WORK TO BE COMPLETED: Exactly reproduce the lines from the line containing "Each instance of the hanging" to the end of the data below, inclusive, and nothing else.

DATA FOR PROCESSING:
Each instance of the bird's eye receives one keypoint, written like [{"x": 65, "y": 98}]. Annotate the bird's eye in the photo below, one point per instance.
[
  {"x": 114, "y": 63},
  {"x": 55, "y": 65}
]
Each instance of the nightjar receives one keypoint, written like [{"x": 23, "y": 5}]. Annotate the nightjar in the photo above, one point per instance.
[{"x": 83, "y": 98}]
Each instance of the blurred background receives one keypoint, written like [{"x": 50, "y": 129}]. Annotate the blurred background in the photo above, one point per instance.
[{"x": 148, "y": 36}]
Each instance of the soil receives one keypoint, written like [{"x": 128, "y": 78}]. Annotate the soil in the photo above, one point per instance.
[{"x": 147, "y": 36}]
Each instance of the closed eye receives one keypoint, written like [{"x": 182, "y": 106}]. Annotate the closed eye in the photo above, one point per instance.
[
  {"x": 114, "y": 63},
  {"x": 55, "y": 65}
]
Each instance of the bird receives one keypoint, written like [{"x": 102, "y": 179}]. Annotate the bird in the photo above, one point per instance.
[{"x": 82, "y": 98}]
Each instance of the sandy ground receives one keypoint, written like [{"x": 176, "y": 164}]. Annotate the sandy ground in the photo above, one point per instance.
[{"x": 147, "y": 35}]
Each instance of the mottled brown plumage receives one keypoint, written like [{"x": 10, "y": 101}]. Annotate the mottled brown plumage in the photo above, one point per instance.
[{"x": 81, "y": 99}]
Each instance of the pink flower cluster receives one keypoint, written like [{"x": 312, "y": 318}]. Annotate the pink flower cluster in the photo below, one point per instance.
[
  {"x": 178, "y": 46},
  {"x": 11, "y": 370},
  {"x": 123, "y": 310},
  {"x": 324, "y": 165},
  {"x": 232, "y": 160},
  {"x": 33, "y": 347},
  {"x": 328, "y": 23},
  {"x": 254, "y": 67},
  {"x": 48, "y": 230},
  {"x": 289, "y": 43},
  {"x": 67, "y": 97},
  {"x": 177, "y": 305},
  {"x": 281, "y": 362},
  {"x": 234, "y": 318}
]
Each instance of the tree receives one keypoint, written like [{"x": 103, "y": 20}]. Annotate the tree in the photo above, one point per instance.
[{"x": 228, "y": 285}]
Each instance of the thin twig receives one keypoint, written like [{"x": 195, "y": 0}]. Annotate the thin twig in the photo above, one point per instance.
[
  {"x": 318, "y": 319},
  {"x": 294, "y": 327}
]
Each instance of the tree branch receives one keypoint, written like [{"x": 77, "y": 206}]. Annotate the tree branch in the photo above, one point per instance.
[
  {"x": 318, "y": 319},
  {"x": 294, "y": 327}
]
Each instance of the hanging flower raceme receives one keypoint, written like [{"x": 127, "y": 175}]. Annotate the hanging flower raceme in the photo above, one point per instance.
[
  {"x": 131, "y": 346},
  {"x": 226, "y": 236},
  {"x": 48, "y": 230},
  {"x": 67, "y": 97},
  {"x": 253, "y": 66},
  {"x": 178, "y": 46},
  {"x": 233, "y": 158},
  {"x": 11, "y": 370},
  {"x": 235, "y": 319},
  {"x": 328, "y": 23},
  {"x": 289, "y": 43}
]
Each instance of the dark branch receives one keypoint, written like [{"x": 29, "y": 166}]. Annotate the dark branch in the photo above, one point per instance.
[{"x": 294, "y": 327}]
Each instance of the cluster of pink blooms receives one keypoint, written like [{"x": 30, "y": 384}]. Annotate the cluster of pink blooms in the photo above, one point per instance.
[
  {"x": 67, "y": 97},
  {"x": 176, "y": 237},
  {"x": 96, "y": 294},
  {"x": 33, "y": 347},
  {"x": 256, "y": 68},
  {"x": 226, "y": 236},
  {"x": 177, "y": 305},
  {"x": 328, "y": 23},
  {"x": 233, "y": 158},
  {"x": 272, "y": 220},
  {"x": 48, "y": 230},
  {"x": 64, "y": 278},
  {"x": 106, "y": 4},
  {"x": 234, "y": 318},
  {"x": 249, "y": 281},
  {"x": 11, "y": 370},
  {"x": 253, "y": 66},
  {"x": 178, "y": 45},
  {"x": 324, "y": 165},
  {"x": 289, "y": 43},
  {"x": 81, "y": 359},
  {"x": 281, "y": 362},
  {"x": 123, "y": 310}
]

FINISHED TASK:
Each instance of the hanging flower raceme receives one keypoint, written like [{"x": 127, "y": 175}]. Annotate the hanging flower raceme in the photo above, one point per instance.
[
  {"x": 131, "y": 346},
  {"x": 226, "y": 236},
  {"x": 48, "y": 230},
  {"x": 67, "y": 97},
  {"x": 253, "y": 66},
  {"x": 178, "y": 46},
  {"x": 233, "y": 158},
  {"x": 11, "y": 370},
  {"x": 235, "y": 319},
  {"x": 328, "y": 23},
  {"x": 289, "y": 43}
]
Each instance of the dark branch receives one keypoint, written like [{"x": 29, "y": 166}]. Annotate the dark branch in the photo above, one point per instance.
[{"x": 294, "y": 327}]
Each instance of the cluster of pink blooms receives one keypoint, written like [{"x": 30, "y": 384}]. Annotate the cluster of pink blooms in the photo above, one point per instance.
[
  {"x": 67, "y": 97},
  {"x": 176, "y": 237},
  {"x": 96, "y": 294},
  {"x": 33, "y": 347},
  {"x": 256, "y": 68},
  {"x": 226, "y": 236},
  {"x": 177, "y": 305},
  {"x": 328, "y": 23},
  {"x": 233, "y": 158},
  {"x": 272, "y": 220},
  {"x": 48, "y": 230},
  {"x": 64, "y": 278},
  {"x": 106, "y": 4},
  {"x": 234, "y": 318},
  {"x": 249, "y": 281},
  {"x": 11, "y": 370},
  {"x": 253, "y": 66},
  {"x": 178, "y": 45},
  {"x": 324, "y": 165},
  {"x": 289, "y": 43},
  {"x": 81, "y": 359},
  {"x": 281, "y": 362},
  {"x": 123, "y": 310}
]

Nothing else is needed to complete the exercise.